____ Seitenauszug
Der Teufel steckt in den Gedankenrädchen

Vor einiger Zeit veröffentlichten wir eine Besprechung, in der es hieß: „Ähnlich entscheidend dürfte die Situation sein, in der Leserinnen und Leser sich Allein zur Hand nehmen“ und dass das Buch nach Laune sehr unterschiedlich gelesen und bewertet werden dürfte. Das kam, sagen wir mal hier und da nur bedingt gut an; auf irgendeinen Schlips hat unser Herausgeber Hans, der die Besprechung schrieb, da getreten. Schade, war es doch nur die Wiedergabe ehrlicher Empfindungen. Aber jene sind es wohl, die manche Brüche erzeugen können.

„Die Welt war ein Friedhof…“

Brüche gibt es auch in Kaśka Brylas zweitem Roman Die Eistaucher, der kürzlich im Residenz Verlag erschienen ist. Brüche im Stil, im Tempo, in der Sprache, in der Zeit, in der Moral, in den Freundschaften, in den Persönlichkeiten. Dabei ist es so ein Buch, das Leser:innen als eine spannende Herausforderung, interessante Leseexpedition und radikalen Charakterkrimi oder als überbordende Geschichte von an sich selbst und der verständnislosen Umwelt leidenden Teenies mit irgendwas Existenziellem und Romantik und ein bisschen Gewalt und so empfinden können.

Dabei kommt es nicht nur stark darauf an, aus welcher Lesewelt mensch kommt, sondern vor allem wohl auch, in welcher Situation und Stimmungslage sich dem Roman um einen mehr oder weniger unerwarteten Freund*innenkreis gewidmet wird. Iga, eine eher introvertierte, aber nicht unbedingt zurückhaltende Skaterin, die nach mehreren Schulwechseln auf einer katholischen Privatschule landet (Hey, OC, California, du durchwachsene aber weithin unterschätzte, wertvolle Soap), findet schnell die vergleichsweise unprätentiöse Klassenschönheit Jess („Guten Geschmack mit Snobismus gleichzusetzen, war ebenso unqualifiziert, wie Stil mit Stilisierung zu verwechseln.“) interessant und frisst ebenso eine Närrin an Ras, der ebenfalls neu, mit Minderwertigkeitskomplexen, Unsichtbarkeit und einem wachsendem Müllhaufen zu kämpfen hat. 

„…und Gerechtigkeit lediglich ein Konzept.“

Dazu gehören noch der Schöne Sebastian und der Rilke-Rainer, die aber eine weniger wichtige Rolle spielen werden, wenn sie auch eine durchaus notwendige Perspektive im Verlauf einer inhaltlich schwankenden und moralisch ambivalenten Handlung einbringen. Oder anders: Kaśka Bryla wird diese Figuren schon nicht aus Versehen in die Geschichte eingebunden haben. Wobei das auch witzig wäre.
________
____ Extrahierte Daten
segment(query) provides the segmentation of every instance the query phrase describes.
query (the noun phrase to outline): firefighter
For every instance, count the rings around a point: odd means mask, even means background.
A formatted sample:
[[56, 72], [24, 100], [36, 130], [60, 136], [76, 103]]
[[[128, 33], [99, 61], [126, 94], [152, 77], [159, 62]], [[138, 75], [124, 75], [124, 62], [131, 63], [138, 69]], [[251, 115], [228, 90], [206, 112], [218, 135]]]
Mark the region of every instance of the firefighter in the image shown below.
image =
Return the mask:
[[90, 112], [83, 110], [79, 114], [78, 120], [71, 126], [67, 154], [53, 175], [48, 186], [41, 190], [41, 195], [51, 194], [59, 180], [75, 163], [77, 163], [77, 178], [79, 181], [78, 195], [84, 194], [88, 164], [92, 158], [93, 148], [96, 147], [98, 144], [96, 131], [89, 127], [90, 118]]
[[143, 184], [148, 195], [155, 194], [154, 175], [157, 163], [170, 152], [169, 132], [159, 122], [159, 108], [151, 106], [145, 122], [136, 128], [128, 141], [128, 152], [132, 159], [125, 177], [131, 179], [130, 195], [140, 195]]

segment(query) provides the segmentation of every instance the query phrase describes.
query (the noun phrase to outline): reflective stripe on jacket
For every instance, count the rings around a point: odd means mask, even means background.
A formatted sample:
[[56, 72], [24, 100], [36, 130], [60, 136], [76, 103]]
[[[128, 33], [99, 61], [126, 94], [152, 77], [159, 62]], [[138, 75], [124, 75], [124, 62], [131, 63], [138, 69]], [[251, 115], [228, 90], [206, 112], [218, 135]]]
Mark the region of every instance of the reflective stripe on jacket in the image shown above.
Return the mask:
________
Nenne bitte den Verlag, in dem laut Seitenauszug Kaśka Brylas zweiter Roman „Die Eistaucher“ erschienen ist.

Der Roman ist im Residenz Verlag erschienen.